#### Study material
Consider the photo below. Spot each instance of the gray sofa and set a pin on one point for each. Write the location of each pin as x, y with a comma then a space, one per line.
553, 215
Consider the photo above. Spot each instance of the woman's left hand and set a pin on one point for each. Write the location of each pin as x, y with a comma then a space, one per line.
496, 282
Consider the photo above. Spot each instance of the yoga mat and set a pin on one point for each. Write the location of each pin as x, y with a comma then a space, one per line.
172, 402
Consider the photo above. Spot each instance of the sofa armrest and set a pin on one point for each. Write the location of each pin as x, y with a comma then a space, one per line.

#### Assignment
Nothing should be missing: every line above must be reproduced exactly.

#### Problem solution
Consider the photo below. Spot each instance of the gray sofa and set a pin on one point for each. Write the location of each pin as x, y with a comma then a space, one per line.
553, 215
Consider the photo above. Spot each instance of the woman's left hand and set a pin on one point for each. Write the location of each pin as x, y with a comma then a space, one per line.
496, 282
Consider the photo above. Spot each instance of the yoga mat and set a pin on one point for each. Write the location of each pin as x, y with a comma then a space, one per line.
172, 402
Consider the photo above. Spot each instance of the sofa armrest and set a pin on one point for each. Write the location of each pin as x, y with a comma then a space, one per line.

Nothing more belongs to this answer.